### Extrait du document

# # #

Surréalisme en Egypte

 


Avec « Art et liberté. Rupture, guerre et surréalisme en Egypte (1938-1948) », sont révélés des créateurs ignorés du XXe siècle, qui ont affirmé leur cosmopolitisme à l'encontre des nationalismes européens et égyptiens. L’exposition, qui tourne en Europe, est au Centre Pompidou.

Le Caire, Alexandrie… Dans les années 30, les grandes villes d’Egypte accueillent une population cosmopolite où, loin du nationalisme qui ne va pas tarder à s’imposer en opposition à la colonisation, se brassent les idées et les positions politiques et esthétiques sur un monde en plein bouleversement. Le surréalisme, dans sa version des années 30, se taille une place dans les cercles d’intellectuels et d’artistes et c’est sous sa tutelle qu’un mouvement antifasciste va se créer en 1938.

S’opposant à l’idéologie nazie, dont les dirigeants au pouvoir en Allemagne ont organisé l’exposition Entartete Kunst (Art dégénéré) à Münich en 1937, deux dizaines de personnes signent un manifeste « Vive l’art dégénéré » rédigé par l'écrivain Georges Henein le 22 décembre 1938 dans la capitale égyptienne. Condamnant le racisme, le manifeste s’insurge : « Tout ce que le génie artistique contemporain a donné de meilleur, tout ce que l’artiste moderne a créé de plus libre et de plus humainement valable est insulté, piétiné, proscrit ».

# # #

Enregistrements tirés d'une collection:
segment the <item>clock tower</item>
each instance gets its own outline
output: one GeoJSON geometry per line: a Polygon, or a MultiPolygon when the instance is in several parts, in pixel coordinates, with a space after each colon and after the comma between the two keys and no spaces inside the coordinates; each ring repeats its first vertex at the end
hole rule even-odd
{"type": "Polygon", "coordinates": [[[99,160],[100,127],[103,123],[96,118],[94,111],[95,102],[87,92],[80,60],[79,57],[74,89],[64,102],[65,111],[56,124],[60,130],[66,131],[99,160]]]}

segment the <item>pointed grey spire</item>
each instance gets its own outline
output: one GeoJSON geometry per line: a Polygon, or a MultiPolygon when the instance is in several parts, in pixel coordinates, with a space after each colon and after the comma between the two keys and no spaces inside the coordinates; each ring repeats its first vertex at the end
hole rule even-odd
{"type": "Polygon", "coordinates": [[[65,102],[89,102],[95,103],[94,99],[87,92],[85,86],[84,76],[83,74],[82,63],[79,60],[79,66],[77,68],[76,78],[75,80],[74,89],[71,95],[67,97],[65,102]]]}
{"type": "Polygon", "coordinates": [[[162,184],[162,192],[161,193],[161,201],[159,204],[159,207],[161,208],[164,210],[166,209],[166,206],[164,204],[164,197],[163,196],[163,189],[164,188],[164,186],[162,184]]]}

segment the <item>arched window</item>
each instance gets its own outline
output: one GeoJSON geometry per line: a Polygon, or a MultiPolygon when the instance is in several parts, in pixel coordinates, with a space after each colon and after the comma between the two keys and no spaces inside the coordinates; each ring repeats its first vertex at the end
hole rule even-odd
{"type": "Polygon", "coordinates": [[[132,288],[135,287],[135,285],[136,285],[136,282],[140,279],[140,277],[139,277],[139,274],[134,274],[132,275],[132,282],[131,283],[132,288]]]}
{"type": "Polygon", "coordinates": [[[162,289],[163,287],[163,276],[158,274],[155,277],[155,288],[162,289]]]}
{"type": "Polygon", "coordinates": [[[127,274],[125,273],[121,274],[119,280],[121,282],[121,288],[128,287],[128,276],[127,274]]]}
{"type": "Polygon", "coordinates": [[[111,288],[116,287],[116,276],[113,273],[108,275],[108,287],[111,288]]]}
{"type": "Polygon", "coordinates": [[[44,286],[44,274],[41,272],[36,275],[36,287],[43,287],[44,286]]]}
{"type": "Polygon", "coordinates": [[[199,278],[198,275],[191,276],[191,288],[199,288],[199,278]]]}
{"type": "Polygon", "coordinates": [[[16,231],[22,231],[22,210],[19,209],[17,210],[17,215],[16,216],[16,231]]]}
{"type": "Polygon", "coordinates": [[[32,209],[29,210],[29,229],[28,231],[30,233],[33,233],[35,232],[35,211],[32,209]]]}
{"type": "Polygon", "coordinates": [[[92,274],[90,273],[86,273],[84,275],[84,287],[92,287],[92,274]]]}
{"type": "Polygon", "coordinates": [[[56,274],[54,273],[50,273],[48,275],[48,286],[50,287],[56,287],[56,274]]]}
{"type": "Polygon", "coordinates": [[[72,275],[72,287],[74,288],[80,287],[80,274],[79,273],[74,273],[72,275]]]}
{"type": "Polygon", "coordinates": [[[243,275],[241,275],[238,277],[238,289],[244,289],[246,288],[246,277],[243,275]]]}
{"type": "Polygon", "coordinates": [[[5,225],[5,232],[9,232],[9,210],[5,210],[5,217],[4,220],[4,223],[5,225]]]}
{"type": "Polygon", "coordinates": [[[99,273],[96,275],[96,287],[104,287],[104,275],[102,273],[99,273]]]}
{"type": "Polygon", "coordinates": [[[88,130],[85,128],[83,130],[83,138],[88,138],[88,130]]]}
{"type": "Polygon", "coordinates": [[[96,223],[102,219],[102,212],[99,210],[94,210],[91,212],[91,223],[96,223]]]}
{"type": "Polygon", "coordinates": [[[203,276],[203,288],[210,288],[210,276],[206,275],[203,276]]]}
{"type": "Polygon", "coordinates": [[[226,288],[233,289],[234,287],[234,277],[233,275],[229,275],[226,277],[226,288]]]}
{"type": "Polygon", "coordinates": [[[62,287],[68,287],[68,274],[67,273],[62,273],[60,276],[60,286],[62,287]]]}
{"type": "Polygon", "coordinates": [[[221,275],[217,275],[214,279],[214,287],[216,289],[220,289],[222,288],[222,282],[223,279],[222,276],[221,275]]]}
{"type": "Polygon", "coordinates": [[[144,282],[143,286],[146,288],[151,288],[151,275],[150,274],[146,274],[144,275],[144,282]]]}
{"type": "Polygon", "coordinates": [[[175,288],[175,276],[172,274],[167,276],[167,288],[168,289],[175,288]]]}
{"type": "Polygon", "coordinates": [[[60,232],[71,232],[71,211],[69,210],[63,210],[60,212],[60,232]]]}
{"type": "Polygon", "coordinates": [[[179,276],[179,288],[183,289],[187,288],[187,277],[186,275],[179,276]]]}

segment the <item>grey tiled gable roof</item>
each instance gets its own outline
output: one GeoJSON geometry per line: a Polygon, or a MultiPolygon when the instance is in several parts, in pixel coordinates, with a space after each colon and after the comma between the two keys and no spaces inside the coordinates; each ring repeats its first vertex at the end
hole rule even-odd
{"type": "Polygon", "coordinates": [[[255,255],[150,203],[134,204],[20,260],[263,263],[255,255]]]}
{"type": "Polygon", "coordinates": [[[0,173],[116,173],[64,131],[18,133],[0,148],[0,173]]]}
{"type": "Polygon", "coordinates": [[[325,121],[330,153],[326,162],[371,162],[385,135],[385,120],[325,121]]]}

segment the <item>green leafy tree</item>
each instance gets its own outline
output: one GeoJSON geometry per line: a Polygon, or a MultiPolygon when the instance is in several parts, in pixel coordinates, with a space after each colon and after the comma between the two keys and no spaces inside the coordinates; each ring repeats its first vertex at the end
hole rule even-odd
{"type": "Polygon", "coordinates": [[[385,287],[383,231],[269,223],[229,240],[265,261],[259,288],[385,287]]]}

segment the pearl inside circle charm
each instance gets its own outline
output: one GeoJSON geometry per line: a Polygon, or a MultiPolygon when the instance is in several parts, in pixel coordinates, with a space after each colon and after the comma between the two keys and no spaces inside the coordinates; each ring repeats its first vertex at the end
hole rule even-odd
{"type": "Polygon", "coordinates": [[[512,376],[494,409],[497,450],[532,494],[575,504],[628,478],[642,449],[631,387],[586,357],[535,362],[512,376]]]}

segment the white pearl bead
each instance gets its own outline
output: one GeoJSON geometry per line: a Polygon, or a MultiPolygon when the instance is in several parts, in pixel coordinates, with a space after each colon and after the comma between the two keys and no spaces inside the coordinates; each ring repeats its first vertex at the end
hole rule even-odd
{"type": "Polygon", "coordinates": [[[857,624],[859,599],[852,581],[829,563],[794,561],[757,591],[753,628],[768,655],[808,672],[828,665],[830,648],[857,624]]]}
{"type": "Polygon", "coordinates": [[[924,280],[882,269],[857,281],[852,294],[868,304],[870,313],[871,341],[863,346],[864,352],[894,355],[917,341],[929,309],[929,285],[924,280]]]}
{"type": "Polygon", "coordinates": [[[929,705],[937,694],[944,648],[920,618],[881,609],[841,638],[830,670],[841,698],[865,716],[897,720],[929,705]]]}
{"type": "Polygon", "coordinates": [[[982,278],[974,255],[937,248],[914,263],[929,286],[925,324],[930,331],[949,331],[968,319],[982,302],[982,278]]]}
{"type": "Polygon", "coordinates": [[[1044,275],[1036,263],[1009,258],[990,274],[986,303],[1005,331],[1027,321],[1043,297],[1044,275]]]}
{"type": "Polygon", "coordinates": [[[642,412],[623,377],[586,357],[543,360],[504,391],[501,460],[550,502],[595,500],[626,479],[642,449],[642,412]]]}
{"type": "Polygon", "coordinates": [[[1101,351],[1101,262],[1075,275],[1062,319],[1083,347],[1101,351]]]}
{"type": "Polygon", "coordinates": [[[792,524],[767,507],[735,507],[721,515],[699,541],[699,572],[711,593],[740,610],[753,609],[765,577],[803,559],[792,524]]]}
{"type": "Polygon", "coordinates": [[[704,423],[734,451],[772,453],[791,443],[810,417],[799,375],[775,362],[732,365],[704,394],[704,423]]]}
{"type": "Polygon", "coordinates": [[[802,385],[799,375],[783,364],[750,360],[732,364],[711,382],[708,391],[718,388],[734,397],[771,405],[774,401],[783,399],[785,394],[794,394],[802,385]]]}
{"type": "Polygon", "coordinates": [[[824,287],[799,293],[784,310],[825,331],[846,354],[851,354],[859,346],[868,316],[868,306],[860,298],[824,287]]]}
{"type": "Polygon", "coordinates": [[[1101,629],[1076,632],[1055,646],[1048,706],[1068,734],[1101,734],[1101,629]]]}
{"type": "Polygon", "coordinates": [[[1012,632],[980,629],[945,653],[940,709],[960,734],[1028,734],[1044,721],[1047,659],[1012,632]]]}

# # #

### Objectif visé
Réécrivez le passage de l'extrait sur le surréalisme en Égypte qui commence aux mots « Le Caire, Alexandrie… » et s'arrête après « créer en 1938. », en remplaçant « intellectuels » par « écrivains ».

### Réponse complète
Le Caire, Alexandrie… Dans les années 30, les grandes villes d’Egypte accueillent une population cosmopolite où, loin du nationalisme qui ne va pas tarder à s’imposer en opposition à la colonisation, se brassent les idées et les positions politiques et esthétiques sur un monde en plein bouleversement. Le surréalisme, dans sa version des années 30, se taille une place dans les cercles d’écrivains et d’artistes et c’est sous sa tutelle qu’un mouvement antifasciste va se créer en 1938.